Collected data entries:
----------

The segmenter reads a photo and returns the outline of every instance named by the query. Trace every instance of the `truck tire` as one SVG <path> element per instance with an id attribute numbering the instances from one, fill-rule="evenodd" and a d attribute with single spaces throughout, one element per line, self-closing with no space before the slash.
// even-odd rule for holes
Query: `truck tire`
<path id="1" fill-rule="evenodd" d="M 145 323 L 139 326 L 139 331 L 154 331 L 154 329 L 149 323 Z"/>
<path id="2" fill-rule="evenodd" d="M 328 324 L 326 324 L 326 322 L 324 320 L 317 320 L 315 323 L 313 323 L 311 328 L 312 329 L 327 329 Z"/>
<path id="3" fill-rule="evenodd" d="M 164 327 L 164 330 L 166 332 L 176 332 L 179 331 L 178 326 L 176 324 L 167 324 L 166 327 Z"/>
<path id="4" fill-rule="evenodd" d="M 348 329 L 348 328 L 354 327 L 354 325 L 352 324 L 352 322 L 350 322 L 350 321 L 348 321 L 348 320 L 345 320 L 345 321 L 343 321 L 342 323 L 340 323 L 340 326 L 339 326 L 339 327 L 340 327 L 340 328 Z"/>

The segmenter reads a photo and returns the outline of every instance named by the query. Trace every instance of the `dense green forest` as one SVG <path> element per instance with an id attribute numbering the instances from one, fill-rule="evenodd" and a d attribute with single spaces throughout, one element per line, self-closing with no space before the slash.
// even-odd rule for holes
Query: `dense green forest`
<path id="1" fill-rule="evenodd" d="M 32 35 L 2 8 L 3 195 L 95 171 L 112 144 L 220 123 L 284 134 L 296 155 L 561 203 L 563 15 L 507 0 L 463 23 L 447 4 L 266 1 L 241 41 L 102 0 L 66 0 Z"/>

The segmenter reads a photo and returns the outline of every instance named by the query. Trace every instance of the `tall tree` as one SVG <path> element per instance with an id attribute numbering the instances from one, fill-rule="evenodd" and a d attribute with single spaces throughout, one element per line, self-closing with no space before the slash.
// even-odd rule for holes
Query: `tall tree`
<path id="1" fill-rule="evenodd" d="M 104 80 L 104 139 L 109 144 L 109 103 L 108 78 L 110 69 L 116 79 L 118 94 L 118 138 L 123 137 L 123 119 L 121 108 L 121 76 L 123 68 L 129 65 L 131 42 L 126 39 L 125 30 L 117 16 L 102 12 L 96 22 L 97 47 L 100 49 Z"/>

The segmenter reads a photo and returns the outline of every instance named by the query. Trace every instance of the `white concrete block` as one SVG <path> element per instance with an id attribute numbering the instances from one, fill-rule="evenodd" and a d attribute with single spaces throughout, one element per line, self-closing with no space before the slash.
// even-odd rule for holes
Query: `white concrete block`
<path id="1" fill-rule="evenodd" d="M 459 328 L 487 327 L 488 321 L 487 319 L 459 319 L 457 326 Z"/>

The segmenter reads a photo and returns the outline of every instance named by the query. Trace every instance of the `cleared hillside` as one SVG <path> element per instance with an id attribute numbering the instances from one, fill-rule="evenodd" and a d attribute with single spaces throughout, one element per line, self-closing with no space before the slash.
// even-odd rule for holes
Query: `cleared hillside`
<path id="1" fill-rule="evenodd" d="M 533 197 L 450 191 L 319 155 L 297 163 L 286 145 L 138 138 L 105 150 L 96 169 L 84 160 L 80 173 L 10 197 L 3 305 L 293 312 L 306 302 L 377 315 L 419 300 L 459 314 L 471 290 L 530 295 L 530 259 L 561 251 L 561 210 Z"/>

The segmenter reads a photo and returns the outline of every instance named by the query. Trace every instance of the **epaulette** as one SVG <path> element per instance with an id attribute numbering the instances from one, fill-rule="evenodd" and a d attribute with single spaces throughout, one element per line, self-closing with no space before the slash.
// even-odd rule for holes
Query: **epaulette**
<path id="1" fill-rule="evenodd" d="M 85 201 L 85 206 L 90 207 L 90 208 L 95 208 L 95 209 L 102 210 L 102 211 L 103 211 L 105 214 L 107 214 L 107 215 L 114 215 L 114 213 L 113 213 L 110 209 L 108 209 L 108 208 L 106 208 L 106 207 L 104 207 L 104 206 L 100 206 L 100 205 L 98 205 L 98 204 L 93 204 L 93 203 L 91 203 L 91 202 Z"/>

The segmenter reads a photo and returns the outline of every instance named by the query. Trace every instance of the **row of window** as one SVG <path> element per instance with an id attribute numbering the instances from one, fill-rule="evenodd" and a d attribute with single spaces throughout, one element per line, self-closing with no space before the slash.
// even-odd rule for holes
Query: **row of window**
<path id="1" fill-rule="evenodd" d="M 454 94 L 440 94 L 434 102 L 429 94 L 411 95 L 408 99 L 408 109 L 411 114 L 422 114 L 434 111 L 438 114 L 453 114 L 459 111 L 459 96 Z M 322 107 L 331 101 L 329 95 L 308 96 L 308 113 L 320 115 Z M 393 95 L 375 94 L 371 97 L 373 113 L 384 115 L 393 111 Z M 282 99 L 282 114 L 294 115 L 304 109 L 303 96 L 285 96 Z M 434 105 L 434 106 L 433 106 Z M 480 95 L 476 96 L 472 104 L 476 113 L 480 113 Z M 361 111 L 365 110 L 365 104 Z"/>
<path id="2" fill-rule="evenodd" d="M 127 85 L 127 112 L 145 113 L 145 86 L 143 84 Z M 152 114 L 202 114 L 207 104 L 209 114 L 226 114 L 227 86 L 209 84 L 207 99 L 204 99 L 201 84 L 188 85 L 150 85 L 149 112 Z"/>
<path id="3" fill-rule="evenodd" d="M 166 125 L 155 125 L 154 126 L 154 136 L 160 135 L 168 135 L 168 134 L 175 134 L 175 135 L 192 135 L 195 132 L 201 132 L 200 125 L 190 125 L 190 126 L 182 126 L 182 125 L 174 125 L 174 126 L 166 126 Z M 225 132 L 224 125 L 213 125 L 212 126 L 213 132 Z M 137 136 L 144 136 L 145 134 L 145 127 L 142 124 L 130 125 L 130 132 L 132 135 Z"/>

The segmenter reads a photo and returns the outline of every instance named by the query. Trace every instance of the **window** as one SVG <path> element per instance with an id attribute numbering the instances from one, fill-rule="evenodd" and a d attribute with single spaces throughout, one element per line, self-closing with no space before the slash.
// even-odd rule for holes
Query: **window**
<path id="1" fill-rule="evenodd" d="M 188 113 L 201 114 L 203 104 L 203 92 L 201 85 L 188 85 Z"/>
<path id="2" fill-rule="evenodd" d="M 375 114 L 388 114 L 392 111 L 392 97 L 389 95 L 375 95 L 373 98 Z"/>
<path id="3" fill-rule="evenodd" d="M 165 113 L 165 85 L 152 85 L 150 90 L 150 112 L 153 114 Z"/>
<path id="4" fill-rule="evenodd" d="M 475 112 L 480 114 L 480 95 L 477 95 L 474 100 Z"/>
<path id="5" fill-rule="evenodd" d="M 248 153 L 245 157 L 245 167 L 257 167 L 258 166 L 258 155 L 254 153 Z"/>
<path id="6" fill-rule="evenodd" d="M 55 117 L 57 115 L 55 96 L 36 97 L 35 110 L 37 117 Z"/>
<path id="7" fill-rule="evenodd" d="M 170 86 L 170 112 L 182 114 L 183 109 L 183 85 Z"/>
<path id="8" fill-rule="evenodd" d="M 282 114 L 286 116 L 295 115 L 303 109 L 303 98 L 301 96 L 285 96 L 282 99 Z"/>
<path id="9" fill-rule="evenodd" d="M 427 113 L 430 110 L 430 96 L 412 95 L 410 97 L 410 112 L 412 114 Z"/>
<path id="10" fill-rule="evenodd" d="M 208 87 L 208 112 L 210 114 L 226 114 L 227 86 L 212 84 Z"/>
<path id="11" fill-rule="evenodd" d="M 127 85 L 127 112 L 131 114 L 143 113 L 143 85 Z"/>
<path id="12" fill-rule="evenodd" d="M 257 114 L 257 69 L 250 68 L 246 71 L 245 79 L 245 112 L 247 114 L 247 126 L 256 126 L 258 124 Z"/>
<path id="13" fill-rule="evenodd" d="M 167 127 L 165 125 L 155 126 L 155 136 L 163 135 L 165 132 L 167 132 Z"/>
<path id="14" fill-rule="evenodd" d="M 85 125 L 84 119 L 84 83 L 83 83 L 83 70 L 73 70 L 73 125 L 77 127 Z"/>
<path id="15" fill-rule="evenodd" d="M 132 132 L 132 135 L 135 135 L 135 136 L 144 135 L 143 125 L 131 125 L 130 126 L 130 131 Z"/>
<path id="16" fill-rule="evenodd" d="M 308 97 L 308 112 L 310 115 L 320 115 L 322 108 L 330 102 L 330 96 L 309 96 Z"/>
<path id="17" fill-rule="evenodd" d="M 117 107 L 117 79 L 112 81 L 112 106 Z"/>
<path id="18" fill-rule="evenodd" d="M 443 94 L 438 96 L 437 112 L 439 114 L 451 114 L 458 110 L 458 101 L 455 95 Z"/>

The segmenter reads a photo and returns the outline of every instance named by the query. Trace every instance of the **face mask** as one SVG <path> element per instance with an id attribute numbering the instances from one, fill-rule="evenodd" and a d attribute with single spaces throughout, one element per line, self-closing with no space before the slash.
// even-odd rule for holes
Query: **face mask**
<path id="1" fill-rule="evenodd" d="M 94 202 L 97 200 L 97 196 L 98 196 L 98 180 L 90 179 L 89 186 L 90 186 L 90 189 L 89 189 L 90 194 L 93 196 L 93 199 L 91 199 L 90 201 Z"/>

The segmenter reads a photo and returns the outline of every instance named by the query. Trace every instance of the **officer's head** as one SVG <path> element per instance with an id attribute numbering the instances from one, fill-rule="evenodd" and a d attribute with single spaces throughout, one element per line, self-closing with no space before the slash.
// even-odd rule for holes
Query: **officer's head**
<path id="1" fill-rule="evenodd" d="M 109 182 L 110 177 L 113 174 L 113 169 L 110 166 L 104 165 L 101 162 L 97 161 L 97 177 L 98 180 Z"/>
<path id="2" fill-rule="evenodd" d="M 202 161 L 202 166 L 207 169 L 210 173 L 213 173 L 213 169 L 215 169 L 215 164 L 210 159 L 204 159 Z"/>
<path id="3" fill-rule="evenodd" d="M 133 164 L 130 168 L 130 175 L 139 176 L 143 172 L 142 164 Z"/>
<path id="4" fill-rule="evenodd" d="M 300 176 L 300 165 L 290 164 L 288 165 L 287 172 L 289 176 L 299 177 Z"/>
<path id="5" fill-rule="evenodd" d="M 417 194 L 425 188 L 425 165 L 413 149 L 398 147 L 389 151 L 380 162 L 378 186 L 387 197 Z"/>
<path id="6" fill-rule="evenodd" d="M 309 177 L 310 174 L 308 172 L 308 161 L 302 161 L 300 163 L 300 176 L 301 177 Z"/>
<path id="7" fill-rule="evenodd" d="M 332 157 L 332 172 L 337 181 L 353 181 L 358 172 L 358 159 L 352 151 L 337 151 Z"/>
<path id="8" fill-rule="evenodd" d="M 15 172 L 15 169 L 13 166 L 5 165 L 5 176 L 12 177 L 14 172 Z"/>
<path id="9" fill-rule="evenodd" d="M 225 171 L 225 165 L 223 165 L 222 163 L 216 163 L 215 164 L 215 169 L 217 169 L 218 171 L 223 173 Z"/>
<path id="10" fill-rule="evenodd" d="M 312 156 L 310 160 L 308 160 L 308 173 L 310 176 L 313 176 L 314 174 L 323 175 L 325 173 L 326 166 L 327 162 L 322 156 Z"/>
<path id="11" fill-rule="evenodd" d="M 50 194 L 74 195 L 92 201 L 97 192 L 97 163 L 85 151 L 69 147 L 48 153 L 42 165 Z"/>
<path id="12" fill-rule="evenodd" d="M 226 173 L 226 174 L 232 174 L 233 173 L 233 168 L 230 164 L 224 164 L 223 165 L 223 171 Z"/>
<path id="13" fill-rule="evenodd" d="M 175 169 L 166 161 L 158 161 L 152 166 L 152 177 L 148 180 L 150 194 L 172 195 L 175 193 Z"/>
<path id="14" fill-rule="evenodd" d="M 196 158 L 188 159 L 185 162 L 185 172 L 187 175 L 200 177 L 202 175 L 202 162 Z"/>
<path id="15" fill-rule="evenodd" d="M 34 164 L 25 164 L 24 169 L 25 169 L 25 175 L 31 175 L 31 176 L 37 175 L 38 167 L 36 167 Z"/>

----------

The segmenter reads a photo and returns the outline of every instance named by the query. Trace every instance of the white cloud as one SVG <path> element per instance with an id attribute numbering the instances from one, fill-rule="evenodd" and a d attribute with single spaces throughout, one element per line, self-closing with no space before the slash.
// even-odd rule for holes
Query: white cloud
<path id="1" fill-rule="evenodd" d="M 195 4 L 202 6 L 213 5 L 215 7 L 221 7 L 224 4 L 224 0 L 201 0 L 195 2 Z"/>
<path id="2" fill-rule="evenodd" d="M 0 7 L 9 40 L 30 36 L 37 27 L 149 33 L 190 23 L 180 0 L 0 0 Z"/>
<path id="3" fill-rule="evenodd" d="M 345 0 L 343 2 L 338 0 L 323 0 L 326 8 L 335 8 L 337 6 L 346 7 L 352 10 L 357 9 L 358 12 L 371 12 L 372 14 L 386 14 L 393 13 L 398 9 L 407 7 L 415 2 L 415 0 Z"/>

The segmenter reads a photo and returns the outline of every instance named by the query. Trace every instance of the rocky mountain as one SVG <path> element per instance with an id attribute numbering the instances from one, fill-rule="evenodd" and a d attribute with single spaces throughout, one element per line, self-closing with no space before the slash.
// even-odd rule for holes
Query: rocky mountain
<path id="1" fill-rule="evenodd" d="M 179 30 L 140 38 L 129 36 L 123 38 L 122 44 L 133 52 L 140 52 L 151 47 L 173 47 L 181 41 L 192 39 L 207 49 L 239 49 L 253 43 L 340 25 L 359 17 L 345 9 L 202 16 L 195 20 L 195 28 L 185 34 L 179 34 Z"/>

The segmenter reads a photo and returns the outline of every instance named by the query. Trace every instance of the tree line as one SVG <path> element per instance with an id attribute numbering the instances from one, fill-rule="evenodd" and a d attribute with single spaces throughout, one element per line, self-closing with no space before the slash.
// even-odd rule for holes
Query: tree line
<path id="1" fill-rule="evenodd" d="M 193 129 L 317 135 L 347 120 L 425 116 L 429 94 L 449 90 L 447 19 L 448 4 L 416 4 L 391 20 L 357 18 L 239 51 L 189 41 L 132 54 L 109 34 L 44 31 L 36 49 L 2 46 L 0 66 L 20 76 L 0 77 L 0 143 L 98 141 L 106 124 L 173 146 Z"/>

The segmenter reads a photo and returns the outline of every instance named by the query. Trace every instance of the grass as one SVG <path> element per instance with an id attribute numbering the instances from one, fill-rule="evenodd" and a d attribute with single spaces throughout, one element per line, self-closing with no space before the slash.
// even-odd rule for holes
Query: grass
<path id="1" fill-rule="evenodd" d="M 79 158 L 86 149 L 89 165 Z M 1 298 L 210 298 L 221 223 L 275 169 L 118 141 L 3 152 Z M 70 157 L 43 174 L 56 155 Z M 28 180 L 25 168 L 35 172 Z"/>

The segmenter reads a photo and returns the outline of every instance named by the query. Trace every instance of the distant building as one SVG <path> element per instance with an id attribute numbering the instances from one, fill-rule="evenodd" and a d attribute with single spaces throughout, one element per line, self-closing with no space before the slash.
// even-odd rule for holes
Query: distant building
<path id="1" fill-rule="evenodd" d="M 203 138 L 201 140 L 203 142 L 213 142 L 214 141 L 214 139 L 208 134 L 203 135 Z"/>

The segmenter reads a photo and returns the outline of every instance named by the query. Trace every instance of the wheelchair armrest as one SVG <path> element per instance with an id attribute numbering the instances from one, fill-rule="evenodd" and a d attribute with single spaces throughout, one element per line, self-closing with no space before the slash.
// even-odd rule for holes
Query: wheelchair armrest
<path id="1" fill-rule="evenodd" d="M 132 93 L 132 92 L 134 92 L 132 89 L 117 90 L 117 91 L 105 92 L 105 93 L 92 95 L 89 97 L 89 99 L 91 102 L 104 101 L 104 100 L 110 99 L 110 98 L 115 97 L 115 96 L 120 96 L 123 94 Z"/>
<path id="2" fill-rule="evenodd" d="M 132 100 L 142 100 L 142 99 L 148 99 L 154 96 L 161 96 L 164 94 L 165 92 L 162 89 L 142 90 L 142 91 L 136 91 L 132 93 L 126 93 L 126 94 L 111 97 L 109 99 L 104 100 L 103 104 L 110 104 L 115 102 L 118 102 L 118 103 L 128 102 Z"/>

----------

TO DO »
In the entries above, find the line holding "of the **face" and the line holding "of the **officer's"; print both of them and every line between, exactly, and nothing else.

ANSWER SECTION »
The segmenter reads a photo and returns the outline of every instance named by the query. Trace every instance of the **face mask** as one SVG <path> element per instance with an id attribute numbering the instances from one, fill-rule="evenodd" and a d attribute with single spaces throughout, one element per line, self-closing with no space before the slash.
// even-odd rule for holes
Query: **face mask**
<path id="1" fill-rule="evenodd" d="M 94 202 L 97 200 L 97 196 L 98 196 L 98 180 L 90 179 L 89 186 L 90 186 L 90 189 L 89 189 L 90 194 L 93 196 L 93 199 L 91 199 L 90 201 Z"/>

The segmenter reads a photo and returns the outline of every instance named by the query. Trace every instance of the **officer's head** as one SVG <path> element per instance with an id attribute numbering the instances from one, fill-rule="evenodd" and a d attribute with single spaces throughout, one element per line, self-closing with no space before the slash.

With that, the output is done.